* [What needs to be done]
Please answer these questions about the passage on Cray, one per line:
1. According to Rottsolk, what kind of architecture will tomorrow's supercomputers need?
2. Which trail does the passage say most supercomputer rivals have opted for?
3. Whom did King praise foremost in the high-end category?

Source passage START

Tomorrow's supercomputers need a creative architecture, one that is a mixture of the latest hardware and software technology, according to Rottsolk. Cray's challenge: deliver enough differentiation to gain needed margins while maintaining sufficient cash in its coffers to fund significant, ongoing research and development. “After all, $100 million deals don't yield 50 percent margins,” he said. “It can be difficult to make people understand they must pay for the value given.”
Cray traveling that differentiated route is akin to choosing the “double diamond” trail, when the majority of supercomputer rivals have opted for the “bunny hill” of composition by components.
“The drive is toward cluster solutions,” said analyst King. “Staying on its current course puts Cray between a rock and a hard place.” Going forward, King categorized Cray as “a boutique firm” despite there being no doubt it is a recognized HPC leader. He added he doesn't see how the company can compete in the cluster space, but Cray will always have a place in the high-end machines. However, in that rarified category, King foremost praised IBM and its Blue Gene as today's poster child.

Source passage END
Extracted data START

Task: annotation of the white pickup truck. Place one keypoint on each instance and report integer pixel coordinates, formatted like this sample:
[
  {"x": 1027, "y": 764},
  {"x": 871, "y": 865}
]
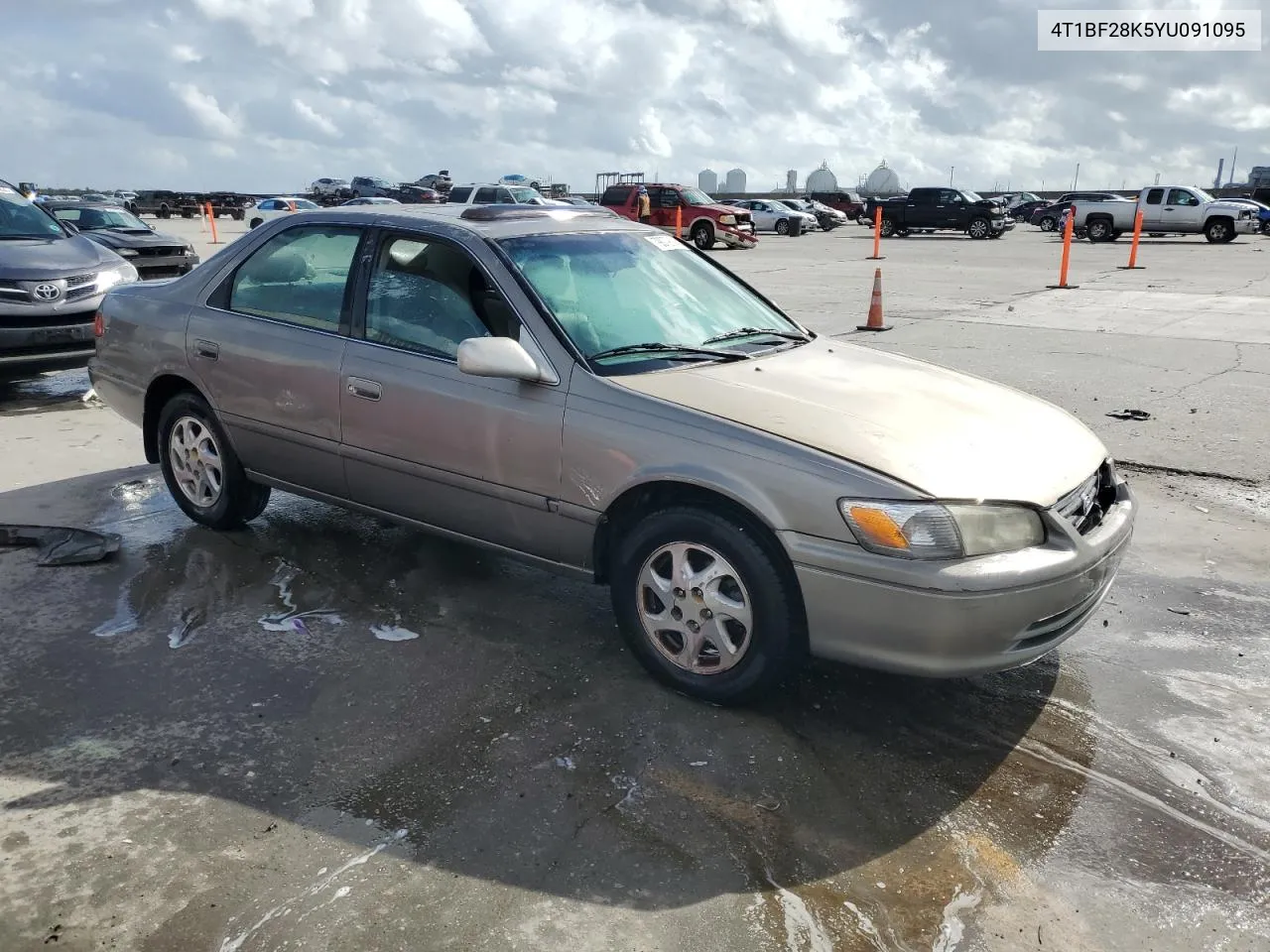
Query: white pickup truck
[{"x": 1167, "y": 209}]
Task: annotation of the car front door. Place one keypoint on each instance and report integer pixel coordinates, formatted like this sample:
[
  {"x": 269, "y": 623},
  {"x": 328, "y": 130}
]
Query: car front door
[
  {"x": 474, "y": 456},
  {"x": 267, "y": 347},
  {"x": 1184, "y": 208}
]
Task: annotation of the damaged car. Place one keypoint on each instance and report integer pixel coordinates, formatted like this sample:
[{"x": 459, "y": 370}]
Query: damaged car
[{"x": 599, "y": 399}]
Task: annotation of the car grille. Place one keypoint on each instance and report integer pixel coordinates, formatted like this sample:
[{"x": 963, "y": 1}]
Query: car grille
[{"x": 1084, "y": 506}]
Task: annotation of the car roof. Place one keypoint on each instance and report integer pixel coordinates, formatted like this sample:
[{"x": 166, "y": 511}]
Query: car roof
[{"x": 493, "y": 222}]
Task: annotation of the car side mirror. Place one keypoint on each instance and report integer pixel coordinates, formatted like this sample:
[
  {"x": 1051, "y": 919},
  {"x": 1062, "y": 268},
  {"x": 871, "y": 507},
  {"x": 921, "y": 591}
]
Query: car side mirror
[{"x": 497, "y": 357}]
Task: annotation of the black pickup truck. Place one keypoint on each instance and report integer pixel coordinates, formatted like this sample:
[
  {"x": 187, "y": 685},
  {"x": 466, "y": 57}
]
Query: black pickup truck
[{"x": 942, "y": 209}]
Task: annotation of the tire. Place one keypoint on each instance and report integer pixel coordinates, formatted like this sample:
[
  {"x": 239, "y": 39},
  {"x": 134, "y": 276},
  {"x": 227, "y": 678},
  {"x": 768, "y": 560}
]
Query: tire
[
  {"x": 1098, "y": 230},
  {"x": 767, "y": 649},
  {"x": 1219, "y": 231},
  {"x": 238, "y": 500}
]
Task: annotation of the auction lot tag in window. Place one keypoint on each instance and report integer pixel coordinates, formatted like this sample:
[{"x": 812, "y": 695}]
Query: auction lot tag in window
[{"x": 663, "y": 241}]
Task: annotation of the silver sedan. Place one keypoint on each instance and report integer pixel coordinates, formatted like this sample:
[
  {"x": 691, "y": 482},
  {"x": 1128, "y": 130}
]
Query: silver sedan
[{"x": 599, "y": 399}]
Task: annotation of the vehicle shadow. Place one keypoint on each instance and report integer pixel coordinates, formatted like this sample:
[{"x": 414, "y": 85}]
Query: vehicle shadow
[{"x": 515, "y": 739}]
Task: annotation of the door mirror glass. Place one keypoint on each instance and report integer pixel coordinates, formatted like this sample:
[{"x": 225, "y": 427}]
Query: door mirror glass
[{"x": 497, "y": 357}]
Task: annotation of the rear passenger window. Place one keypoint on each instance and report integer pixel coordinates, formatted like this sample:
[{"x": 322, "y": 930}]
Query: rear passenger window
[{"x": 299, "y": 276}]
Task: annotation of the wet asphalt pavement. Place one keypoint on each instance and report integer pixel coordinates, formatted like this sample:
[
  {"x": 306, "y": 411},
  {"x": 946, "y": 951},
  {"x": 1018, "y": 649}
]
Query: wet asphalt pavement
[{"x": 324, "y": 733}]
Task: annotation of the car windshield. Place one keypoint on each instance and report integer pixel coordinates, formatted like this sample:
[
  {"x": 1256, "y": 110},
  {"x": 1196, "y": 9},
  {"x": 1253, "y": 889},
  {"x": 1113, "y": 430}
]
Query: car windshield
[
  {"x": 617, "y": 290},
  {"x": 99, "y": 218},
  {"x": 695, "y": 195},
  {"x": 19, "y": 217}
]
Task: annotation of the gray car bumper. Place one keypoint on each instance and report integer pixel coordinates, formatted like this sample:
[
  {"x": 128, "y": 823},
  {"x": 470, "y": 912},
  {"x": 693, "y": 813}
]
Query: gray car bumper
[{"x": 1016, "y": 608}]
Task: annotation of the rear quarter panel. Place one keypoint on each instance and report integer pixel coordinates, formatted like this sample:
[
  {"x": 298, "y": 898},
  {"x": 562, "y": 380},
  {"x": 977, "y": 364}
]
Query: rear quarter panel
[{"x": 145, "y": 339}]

Extracted data END
Extracted data START

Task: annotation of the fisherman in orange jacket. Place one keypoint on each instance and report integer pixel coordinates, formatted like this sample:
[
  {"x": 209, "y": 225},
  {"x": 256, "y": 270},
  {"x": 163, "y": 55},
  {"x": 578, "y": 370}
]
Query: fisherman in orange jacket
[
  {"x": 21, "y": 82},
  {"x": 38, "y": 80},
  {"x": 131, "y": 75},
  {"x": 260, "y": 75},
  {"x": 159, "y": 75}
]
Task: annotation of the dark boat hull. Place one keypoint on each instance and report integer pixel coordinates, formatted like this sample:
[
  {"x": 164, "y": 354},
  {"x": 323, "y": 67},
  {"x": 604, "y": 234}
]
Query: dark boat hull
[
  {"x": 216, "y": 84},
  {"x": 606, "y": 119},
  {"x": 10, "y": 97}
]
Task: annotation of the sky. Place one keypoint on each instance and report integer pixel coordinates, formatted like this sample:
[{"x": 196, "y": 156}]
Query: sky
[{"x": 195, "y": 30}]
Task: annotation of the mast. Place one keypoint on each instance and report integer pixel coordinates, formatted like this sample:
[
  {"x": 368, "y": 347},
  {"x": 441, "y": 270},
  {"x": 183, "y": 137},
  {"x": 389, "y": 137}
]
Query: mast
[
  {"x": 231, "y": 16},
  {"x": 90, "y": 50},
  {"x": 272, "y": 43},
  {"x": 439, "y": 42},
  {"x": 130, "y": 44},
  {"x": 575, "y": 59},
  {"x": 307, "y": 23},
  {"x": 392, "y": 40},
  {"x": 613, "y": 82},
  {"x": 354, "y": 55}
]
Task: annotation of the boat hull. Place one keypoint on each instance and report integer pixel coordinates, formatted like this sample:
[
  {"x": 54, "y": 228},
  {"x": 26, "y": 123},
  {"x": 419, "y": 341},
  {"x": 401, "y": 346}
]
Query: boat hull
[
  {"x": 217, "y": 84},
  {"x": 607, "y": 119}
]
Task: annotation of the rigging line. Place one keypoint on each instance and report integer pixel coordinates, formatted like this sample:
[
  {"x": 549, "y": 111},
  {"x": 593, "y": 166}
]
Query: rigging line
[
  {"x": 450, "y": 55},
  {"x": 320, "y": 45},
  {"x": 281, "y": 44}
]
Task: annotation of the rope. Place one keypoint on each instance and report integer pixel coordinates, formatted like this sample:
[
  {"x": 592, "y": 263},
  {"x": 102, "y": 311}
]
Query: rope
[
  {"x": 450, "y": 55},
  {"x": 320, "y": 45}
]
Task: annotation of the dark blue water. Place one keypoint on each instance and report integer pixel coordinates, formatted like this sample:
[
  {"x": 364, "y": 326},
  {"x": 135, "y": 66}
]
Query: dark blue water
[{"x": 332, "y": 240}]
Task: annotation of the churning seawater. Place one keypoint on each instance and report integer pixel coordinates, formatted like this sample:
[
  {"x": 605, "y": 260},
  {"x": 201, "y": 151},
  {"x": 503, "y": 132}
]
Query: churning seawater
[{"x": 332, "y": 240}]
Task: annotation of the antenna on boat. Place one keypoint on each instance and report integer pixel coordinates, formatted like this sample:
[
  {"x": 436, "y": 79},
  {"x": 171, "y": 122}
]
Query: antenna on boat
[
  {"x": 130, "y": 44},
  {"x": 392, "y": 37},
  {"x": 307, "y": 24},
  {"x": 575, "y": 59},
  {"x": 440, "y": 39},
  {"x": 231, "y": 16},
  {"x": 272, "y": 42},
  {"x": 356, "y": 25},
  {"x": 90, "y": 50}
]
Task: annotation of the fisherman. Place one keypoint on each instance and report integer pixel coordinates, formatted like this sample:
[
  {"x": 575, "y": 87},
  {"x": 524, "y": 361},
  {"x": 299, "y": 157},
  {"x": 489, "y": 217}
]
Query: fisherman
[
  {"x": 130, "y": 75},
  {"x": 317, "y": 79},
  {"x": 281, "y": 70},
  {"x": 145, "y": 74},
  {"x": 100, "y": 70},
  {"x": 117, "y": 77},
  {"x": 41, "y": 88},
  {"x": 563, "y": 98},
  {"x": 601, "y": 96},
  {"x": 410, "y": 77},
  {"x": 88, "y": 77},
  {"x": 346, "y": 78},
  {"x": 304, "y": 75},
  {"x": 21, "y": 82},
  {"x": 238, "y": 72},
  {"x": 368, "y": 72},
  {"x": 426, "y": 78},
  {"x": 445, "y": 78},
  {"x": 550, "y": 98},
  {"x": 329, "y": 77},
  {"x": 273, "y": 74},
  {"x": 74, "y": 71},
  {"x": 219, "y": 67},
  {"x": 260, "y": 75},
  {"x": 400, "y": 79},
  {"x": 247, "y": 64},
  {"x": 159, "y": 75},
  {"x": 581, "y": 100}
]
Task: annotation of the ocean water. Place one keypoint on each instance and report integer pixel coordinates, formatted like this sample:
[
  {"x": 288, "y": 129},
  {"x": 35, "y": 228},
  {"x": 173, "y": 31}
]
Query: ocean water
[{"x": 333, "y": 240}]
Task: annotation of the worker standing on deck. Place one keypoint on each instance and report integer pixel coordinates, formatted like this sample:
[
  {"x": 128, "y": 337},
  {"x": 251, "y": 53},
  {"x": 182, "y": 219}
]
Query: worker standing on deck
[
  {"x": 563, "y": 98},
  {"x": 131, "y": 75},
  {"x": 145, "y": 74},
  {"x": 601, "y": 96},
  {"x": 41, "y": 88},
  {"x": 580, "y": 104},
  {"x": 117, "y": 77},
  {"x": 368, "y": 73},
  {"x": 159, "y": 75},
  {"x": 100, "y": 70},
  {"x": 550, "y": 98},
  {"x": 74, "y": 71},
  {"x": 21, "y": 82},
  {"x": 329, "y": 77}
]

Extracted data END

* [Answer to this exercise]
1. A creative architecture that mixes the latest hardware and software technology.
2. The "bunny hill" of composition by components.
3. IBM and its Blue Gene.